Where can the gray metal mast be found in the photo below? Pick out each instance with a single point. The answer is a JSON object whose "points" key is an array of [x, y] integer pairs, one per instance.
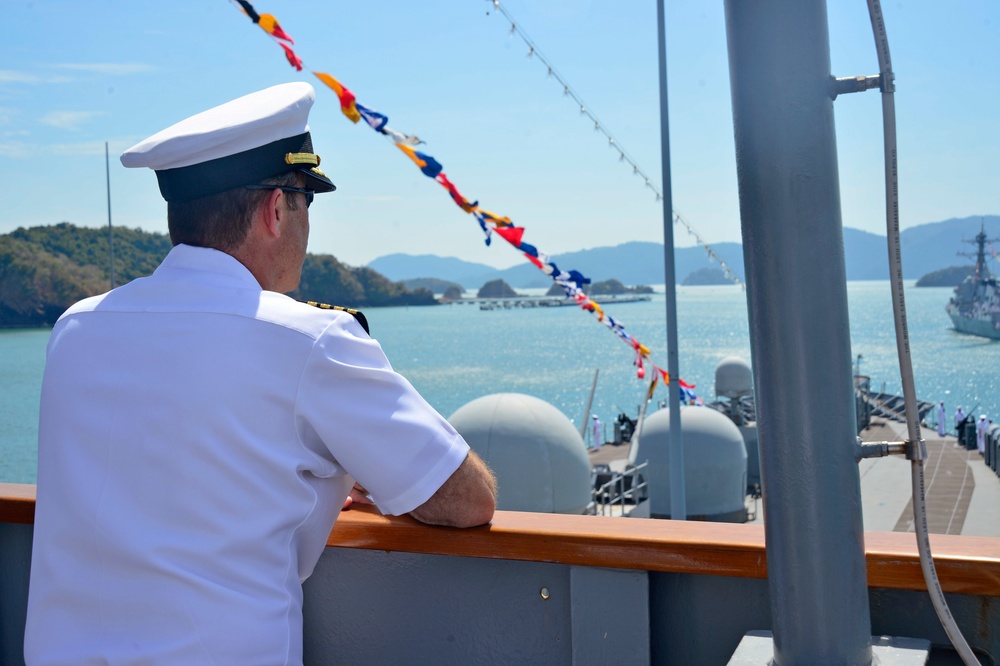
{"points": [[678, 498], [786, 160], [111, 231]]}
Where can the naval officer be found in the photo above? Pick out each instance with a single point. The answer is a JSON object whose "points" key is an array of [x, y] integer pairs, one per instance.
{"points": [[200, 431]]}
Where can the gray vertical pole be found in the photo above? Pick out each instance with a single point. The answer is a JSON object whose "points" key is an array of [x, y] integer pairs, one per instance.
{"points": [[111, 232], [678, 498], [793, 250]]}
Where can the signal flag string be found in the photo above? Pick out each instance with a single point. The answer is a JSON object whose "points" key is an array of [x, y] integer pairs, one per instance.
{"points": [[623, 155], [572, 281]]}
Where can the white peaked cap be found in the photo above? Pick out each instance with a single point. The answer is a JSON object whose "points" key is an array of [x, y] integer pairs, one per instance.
{"points": [[252, 138]]}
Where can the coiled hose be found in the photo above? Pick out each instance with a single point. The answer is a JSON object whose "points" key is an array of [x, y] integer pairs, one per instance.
{"points": [[917, 452]]}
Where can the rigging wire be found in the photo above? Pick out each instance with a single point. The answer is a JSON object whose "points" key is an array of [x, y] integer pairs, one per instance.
{"points": [[917, 450], [623, 155]]}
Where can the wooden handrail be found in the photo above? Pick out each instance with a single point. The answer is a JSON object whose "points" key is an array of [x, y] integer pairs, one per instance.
{"points": [[965, 564]]}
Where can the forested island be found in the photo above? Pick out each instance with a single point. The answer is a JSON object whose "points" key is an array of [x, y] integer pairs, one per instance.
{"points": [[44, 270]]}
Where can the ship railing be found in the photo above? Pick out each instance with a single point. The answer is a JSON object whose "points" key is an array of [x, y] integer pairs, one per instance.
{"points": [[392, 590], [621, 492]]}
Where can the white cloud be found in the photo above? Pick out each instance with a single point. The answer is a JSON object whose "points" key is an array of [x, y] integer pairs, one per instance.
{"points": [[114, 69], [70, 120], [72, 149], [16, 149], [10, 76]]}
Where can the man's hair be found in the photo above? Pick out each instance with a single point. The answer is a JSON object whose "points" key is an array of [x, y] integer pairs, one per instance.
{"points": [[222, 221]]}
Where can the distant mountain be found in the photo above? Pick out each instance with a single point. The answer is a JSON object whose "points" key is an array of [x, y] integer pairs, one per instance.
{"points": [[45, 269], [398, 267], [925, 248]]}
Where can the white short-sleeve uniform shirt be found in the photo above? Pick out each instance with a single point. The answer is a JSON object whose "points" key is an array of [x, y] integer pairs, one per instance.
{"points": [[198, 437]]}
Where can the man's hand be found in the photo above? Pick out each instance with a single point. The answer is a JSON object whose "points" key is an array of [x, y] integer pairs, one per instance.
{"points": [[468, 498], [358, 494]]}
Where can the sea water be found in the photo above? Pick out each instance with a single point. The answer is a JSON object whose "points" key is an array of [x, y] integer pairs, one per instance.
{"points": [[454, 354]]}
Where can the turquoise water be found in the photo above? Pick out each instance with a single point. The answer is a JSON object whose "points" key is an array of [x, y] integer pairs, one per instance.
{"points": [[454, 354]]}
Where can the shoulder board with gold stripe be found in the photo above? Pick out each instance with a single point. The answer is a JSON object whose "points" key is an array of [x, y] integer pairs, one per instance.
{"points": [[355, 313]]}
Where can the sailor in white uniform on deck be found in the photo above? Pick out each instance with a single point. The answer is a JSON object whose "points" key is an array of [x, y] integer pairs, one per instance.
{"points": [[200, 431], [981, 428]]}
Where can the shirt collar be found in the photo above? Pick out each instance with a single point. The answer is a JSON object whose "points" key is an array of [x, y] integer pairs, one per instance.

|---|

[YOUR GOAL]:
Output exactly the lines from the one containing "Where can the man's hand" through the last line of the records, both included. Output nothing else.

[SOLUTION TO THE PROBLEM]:
Where can the man's hand be found in the photo above? Pick out each instance with a single point. The answer is a JSON object whose "points" key is an array of [x, y] integer pairs, one per instance.
{"points": [[468, 498], [358, 494]]}
Where can the sea water be found in the photo above? Pick out each instance with a single point. The answer is a JSON object whose "points" key is an array of [x, y] integer pairs, one per instance.
{"points": [[454, 354]]}
Where can the turquoise water be found in the photo above? Pick out each instance with a single point. The answer is a JSON object whose "points" key is an array of [x, y] integer pairs, one per instance.
{"points": [[454, 354]]}
Where can the shoulder board with gold stripe be found in the photo above? Pick out each instance with a single point. The answer is a JSON object whose "points" key is an array of [x, y] integer pairs, one per instance.
{"points": [[355, 313]]}
Where can the sailor in white uniform on deck be found in the photo above? Pick out each instance with a single point. The answer is a JSON object whose "points" key is an array of [x, y] integer pairs, one per instance.
{"points": [[200, 431], [981, 428]]}
Where can the shirt collar be found in the photo above? Pick out each instance with a single point. The answer is a JSON object whose "points" key is an array of [x, y] integer pairs, one per instance.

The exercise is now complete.